### The request
Count the lines in the material below that contain the string "pixels", and reply with only that number.

### Supplied material
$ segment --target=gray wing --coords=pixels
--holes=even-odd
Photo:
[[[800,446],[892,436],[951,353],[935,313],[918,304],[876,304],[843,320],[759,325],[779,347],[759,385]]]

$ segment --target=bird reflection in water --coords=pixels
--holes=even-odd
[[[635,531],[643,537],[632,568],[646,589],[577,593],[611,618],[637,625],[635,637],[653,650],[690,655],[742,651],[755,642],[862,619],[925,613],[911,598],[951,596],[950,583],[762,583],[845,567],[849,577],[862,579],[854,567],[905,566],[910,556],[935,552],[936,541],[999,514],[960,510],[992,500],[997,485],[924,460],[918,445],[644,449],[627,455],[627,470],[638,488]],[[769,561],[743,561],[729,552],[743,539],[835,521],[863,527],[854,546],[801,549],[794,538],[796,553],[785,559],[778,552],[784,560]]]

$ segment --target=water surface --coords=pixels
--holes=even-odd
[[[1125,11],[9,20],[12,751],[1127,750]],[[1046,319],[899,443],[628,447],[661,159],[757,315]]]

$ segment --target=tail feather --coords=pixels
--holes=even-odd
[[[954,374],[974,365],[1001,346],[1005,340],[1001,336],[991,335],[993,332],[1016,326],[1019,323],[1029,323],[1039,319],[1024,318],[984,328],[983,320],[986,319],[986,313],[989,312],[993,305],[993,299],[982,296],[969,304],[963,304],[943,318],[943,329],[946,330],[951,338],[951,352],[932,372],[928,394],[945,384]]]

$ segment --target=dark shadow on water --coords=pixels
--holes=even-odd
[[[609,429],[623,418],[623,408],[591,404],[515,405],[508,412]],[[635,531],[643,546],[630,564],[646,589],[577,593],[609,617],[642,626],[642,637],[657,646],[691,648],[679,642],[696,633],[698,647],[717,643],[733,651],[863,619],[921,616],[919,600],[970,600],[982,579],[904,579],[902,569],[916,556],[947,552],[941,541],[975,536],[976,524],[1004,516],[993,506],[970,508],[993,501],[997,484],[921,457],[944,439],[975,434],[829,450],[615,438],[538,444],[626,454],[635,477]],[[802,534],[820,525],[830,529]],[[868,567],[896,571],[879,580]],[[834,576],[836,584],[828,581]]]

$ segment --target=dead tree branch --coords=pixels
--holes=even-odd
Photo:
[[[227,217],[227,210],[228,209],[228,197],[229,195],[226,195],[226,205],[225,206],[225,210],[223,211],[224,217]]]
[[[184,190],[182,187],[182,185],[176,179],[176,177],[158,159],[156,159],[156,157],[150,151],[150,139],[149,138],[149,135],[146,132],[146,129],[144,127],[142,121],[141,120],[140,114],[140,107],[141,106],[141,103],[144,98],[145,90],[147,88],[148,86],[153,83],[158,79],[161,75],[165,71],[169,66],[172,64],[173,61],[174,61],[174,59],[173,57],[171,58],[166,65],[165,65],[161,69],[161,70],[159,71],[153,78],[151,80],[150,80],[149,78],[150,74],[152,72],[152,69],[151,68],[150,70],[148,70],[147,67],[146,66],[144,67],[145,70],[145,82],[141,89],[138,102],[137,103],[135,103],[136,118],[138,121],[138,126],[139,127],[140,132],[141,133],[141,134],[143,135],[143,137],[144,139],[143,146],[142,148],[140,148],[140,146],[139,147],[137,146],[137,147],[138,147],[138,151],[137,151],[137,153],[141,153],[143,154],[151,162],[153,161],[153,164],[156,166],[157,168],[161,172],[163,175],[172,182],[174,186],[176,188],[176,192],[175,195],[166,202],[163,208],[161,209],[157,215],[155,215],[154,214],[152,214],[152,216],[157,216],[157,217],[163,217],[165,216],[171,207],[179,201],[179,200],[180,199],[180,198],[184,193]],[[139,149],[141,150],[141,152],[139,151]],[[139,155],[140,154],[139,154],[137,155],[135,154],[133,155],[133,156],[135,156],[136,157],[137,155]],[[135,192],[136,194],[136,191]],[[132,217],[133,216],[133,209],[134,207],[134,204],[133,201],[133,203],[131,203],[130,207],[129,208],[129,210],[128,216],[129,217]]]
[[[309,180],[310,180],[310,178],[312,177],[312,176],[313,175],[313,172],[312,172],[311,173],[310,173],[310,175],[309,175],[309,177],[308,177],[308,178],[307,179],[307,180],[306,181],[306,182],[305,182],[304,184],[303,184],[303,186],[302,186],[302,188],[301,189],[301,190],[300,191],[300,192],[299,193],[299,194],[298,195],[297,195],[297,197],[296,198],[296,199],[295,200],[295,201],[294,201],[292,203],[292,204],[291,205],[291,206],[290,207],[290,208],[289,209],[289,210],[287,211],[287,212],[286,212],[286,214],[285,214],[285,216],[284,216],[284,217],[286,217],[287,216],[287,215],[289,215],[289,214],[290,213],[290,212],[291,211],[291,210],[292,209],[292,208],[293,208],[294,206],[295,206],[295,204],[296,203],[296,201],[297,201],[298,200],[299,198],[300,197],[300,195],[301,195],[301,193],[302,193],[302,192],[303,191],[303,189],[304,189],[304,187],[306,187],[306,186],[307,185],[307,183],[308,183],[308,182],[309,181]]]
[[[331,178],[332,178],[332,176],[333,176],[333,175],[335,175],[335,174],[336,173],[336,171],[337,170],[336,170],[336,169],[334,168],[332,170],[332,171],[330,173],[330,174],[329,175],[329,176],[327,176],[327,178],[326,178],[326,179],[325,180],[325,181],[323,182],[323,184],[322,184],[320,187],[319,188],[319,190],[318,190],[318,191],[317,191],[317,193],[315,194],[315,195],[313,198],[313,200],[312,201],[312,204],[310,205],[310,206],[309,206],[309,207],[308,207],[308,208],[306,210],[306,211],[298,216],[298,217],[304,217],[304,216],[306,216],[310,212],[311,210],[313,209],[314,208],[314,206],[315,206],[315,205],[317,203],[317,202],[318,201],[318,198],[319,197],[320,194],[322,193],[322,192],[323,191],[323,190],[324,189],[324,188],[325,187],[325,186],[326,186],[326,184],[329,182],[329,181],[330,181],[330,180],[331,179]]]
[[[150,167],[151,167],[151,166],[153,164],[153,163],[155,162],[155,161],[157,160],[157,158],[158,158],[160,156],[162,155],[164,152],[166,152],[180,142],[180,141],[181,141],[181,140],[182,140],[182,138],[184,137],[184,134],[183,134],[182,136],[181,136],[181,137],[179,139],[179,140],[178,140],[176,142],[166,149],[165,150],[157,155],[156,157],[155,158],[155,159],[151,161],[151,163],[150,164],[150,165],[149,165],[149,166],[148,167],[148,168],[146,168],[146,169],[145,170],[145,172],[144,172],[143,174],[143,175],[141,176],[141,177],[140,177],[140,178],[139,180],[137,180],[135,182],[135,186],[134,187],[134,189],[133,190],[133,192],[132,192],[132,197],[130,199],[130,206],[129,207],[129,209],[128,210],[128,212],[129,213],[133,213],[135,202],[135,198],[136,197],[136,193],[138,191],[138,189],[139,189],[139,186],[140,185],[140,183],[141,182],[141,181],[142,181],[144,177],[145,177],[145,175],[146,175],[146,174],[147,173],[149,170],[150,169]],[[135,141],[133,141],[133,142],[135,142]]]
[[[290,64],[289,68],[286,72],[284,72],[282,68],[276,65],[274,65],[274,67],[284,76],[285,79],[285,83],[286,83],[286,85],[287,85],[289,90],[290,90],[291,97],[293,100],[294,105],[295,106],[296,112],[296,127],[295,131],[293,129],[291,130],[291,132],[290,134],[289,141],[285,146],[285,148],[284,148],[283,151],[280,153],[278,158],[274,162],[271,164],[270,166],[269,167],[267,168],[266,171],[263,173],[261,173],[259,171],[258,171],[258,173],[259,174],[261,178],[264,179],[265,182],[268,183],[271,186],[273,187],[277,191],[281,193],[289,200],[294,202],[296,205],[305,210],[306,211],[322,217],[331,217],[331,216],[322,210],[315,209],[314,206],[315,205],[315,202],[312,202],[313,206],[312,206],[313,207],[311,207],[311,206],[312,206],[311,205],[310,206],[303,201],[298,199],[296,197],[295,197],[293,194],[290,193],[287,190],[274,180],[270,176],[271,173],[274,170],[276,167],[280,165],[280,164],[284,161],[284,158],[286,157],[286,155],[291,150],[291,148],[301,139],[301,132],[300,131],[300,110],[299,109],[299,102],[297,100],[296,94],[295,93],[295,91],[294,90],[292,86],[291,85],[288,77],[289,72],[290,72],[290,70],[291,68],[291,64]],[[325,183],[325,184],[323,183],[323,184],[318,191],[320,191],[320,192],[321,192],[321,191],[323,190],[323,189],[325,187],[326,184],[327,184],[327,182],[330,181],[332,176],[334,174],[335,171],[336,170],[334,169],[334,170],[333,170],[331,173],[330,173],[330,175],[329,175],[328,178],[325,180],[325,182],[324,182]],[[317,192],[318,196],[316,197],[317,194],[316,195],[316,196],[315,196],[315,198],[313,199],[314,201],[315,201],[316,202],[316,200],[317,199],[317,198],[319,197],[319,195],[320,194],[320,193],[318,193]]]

### Response to this task
6